*TASK REQUIREMENTS*: Copy the listing below line for line, from its opening line to the one with "x=166, y=989", both included; stop there.

*RECORDS SHOWN*:

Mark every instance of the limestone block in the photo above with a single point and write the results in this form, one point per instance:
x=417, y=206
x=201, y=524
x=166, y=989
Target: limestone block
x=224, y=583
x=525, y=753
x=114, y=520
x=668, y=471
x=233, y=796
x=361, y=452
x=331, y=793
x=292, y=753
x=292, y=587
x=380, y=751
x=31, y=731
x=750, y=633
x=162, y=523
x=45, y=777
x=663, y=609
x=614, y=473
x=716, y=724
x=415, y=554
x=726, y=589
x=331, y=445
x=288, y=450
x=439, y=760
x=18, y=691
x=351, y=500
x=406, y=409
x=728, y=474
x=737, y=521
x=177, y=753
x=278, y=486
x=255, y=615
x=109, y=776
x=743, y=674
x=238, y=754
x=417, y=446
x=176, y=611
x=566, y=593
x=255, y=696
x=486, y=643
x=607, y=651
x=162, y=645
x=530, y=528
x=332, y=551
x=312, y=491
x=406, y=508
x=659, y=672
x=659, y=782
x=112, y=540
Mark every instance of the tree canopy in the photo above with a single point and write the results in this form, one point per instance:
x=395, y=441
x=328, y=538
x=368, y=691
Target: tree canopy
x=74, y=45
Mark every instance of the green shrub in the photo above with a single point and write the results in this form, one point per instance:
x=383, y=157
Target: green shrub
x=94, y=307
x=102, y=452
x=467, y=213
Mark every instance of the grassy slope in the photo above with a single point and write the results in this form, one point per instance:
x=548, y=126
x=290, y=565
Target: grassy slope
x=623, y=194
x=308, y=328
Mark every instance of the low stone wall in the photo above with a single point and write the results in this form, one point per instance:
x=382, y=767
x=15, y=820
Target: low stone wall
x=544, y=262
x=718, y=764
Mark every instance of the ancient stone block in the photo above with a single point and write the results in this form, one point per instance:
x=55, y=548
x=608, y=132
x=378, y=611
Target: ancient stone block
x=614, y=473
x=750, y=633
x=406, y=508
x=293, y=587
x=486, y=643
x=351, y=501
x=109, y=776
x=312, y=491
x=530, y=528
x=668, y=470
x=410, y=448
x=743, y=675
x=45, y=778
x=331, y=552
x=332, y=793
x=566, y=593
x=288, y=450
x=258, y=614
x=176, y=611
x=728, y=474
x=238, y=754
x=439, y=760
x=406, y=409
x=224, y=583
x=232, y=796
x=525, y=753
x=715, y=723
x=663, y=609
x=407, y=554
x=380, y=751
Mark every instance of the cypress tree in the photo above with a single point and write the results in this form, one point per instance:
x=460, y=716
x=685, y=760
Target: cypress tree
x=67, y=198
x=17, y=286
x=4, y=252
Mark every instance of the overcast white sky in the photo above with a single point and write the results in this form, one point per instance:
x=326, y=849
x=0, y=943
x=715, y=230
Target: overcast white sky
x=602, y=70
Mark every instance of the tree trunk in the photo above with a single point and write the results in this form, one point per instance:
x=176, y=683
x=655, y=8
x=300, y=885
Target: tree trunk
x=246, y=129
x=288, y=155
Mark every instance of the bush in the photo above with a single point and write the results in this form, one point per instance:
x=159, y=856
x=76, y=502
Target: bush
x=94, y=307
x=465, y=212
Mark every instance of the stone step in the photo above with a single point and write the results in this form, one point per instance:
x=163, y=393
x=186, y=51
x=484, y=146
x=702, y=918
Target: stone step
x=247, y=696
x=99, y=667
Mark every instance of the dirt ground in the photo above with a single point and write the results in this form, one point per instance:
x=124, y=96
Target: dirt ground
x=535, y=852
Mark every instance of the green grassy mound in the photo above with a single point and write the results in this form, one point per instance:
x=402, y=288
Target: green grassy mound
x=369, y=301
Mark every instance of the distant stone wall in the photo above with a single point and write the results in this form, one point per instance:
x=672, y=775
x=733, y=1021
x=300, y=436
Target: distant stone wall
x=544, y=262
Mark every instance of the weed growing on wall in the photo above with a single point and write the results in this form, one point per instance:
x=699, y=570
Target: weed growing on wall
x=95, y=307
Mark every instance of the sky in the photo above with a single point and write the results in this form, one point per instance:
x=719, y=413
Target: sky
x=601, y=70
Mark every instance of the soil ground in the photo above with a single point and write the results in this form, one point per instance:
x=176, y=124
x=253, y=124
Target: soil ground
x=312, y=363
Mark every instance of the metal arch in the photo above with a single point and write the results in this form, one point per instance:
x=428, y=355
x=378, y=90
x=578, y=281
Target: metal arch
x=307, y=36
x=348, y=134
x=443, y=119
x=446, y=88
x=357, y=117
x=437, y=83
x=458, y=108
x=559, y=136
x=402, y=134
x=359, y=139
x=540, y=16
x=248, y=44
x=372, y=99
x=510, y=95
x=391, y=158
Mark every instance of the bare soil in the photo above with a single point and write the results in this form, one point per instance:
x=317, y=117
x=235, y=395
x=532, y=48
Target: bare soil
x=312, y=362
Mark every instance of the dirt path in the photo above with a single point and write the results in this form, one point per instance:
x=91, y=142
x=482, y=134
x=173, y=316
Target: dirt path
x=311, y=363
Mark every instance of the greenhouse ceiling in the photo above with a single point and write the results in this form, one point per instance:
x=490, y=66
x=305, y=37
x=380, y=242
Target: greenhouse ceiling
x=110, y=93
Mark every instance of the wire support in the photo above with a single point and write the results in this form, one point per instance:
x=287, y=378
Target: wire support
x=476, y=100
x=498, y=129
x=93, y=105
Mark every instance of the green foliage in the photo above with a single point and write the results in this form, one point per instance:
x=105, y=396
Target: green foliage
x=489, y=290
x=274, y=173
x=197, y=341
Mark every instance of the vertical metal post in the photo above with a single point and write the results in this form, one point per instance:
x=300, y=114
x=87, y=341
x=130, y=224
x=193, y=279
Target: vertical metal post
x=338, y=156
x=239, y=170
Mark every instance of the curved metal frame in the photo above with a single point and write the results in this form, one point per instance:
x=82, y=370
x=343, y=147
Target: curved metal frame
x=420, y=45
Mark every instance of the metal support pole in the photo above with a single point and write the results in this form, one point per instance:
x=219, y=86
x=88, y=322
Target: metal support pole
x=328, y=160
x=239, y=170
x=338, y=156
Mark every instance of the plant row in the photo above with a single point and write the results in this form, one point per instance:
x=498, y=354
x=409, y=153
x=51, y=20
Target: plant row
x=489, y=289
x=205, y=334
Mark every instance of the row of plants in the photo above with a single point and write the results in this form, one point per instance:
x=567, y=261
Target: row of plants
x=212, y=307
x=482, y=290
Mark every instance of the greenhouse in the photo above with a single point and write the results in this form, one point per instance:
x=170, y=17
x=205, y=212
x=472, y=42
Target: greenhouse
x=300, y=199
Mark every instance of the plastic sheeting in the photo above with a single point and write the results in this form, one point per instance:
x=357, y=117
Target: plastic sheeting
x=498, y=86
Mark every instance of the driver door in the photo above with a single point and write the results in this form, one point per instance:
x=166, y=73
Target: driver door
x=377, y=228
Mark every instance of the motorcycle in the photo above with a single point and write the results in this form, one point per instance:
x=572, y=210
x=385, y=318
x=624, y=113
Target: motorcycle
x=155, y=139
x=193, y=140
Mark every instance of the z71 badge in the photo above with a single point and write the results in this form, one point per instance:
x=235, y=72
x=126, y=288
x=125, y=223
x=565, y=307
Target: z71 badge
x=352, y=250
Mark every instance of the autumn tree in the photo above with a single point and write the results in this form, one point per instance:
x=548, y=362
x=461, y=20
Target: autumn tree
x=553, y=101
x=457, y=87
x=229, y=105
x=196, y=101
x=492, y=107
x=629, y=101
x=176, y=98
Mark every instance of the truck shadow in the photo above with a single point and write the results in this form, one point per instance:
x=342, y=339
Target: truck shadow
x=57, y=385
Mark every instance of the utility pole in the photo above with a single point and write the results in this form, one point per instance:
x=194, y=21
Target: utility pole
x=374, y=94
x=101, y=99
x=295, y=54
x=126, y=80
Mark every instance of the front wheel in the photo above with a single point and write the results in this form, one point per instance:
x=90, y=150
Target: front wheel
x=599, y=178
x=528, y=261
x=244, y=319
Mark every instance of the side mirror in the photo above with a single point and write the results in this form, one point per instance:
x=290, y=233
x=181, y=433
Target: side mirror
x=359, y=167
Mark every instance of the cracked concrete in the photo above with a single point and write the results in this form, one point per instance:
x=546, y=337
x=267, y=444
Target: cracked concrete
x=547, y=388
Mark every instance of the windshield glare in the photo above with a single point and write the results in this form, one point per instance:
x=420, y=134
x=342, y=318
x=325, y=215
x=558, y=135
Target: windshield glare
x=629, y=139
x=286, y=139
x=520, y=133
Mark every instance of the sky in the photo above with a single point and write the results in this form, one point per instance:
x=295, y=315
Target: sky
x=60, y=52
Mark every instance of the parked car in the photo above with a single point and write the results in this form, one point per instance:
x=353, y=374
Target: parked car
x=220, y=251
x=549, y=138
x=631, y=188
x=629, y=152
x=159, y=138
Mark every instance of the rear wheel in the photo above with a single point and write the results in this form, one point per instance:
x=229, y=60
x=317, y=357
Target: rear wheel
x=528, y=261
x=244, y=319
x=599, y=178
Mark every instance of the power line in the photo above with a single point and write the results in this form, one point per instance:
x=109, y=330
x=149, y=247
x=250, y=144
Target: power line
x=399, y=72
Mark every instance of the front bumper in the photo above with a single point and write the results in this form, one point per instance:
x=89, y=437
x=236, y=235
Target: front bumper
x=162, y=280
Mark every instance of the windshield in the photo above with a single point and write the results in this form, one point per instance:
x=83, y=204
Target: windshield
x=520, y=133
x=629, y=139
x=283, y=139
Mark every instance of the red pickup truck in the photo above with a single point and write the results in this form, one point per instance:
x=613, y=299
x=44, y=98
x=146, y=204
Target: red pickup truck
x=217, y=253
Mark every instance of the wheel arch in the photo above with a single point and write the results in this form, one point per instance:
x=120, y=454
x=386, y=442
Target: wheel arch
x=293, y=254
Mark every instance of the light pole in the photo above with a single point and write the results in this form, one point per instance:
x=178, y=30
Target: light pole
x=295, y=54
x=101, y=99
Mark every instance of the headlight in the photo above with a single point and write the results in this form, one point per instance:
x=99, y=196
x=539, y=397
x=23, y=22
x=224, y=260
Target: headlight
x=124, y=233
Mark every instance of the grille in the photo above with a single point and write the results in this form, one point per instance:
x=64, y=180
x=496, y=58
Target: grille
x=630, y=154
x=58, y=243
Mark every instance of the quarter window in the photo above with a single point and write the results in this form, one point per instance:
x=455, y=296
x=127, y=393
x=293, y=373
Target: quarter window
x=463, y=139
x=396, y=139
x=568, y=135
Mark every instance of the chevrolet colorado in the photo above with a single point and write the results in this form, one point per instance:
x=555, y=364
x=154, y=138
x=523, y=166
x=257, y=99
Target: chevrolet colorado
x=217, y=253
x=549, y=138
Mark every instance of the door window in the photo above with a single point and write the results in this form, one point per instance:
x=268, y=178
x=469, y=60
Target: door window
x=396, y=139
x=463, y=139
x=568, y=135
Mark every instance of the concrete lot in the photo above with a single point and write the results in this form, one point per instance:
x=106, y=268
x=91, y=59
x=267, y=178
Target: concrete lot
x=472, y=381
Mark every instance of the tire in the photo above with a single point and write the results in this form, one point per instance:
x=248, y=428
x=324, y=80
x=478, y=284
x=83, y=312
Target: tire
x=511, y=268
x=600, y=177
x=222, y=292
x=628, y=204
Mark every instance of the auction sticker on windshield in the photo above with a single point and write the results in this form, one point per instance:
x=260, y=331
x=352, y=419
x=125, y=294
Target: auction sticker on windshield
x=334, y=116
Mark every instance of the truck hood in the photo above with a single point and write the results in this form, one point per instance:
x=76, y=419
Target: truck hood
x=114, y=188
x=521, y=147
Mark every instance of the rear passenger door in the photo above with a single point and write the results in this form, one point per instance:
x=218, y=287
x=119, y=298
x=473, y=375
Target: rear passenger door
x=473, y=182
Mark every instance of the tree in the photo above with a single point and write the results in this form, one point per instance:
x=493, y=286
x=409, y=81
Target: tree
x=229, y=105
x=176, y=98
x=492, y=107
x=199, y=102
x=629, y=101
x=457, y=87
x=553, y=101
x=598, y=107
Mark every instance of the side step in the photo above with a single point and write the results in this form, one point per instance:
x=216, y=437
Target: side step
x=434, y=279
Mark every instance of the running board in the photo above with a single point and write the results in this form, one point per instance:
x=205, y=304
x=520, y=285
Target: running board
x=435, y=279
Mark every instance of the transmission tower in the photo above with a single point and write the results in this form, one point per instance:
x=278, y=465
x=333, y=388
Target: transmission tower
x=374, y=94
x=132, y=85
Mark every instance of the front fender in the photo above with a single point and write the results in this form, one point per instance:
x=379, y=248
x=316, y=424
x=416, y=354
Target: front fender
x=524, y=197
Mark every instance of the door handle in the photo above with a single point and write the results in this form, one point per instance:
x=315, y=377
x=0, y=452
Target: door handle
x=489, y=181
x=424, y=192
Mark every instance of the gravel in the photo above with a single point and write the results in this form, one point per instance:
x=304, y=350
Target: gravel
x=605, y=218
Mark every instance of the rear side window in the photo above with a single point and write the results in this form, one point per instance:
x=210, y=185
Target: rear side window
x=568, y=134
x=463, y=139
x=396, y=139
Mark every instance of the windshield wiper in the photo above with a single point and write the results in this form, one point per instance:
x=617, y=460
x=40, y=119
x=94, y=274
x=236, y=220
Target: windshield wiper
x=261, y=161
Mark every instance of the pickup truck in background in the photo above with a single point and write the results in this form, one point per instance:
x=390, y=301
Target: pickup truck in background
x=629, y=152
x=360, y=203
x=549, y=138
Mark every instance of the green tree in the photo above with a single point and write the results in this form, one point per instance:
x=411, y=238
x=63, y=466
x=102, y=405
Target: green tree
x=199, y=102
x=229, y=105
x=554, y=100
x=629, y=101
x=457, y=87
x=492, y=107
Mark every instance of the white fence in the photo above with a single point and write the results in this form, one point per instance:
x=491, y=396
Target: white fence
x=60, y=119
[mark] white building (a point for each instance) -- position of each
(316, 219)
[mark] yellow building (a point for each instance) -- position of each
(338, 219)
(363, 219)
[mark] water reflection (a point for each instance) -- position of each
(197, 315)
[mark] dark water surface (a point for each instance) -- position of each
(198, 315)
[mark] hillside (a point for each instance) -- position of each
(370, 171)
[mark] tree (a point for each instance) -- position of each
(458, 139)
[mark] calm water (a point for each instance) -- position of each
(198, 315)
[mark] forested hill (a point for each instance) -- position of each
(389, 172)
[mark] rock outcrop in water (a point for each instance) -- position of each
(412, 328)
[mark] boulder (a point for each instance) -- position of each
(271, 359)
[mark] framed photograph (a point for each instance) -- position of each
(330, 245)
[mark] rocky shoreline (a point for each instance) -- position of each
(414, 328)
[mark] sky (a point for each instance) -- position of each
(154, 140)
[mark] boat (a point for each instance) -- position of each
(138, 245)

*YOUR RESPONSE*:
Mark every instance of the limestone block in the photo above with a single point and write the results in this form, one point per instance:
x=417, y=206
x=201, y=524
x=166, y=989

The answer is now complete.